● OBJECTIVE
Collect every line of the records that follow which contains the word "below". Letter case must match.

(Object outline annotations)
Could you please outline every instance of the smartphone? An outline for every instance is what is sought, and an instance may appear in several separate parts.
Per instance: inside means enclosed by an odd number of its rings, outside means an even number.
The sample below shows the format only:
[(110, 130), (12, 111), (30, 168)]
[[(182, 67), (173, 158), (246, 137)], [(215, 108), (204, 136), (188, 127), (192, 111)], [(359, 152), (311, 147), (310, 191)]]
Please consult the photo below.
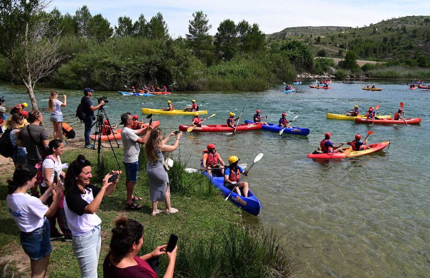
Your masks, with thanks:
[(112, 176), (109, 178), (109, 182), (113, 182), (118, 179), (118, 173), (115, 173), (112, 175)]
[(175, 249), (175, 247), (176, 246), (176, 243), (178, 242), (178, 236), (174, 234), (170, 234), (170, 238), (169, 240), (167, 243), (167, 247), (166, 247), (166, 252), (172, 252)]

● THE RESULT
The sample below shows the format only:
Please consult the photo below.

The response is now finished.